Your instructions:
Retrieve all lines below that have the string "apartment".

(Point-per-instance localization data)
■ ■ ■ ■ ■ ■ ■
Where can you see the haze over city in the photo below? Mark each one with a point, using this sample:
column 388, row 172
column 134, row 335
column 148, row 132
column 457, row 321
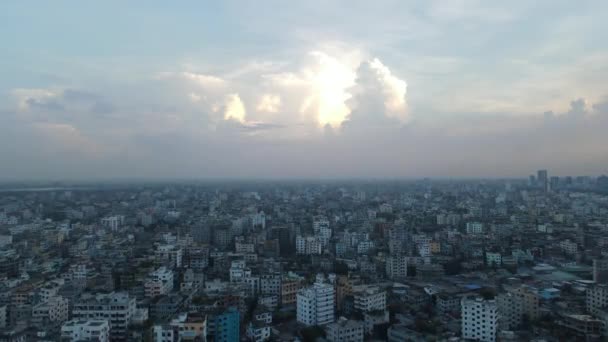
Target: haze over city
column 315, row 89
■ ■ ■ ■ ■ ■ ■
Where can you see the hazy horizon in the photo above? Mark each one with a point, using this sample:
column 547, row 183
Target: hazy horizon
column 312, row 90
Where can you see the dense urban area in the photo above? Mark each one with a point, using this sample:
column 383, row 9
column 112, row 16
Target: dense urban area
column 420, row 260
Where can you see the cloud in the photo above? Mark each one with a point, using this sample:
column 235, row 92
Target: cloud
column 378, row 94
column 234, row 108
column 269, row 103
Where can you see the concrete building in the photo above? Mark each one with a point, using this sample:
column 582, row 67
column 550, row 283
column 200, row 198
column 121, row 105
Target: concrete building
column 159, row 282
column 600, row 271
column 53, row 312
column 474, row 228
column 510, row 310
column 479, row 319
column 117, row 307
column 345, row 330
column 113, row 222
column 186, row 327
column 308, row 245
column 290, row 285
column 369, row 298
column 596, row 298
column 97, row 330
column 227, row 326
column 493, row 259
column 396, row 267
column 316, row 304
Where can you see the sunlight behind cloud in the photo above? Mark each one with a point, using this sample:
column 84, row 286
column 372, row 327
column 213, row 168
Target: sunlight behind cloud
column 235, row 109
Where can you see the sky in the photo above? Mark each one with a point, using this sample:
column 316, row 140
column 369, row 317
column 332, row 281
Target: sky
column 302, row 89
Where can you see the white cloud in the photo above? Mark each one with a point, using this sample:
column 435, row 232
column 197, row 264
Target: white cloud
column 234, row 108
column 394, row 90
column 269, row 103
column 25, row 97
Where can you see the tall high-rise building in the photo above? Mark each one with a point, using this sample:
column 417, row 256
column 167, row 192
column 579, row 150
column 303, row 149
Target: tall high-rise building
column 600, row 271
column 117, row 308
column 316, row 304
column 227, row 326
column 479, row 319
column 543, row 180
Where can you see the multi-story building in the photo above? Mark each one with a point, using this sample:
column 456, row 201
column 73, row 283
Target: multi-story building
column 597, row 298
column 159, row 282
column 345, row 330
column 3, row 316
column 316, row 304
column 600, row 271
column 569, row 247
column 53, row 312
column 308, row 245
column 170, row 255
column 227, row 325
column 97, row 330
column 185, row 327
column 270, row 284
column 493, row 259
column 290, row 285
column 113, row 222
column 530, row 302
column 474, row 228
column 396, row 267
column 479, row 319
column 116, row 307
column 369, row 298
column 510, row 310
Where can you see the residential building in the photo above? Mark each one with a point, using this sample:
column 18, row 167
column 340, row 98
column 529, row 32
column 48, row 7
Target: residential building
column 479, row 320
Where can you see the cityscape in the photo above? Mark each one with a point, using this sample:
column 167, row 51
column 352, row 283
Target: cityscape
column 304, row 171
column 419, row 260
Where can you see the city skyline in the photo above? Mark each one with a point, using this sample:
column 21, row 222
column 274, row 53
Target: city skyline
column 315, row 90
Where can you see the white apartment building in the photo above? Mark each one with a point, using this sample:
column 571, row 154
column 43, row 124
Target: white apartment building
■ ■ ■ ■ ■ ■ ■
Solution to this problem:
Where can you see the white apartment building in the photo above? Mark each one with a point, using this sample:
Target: white apartment building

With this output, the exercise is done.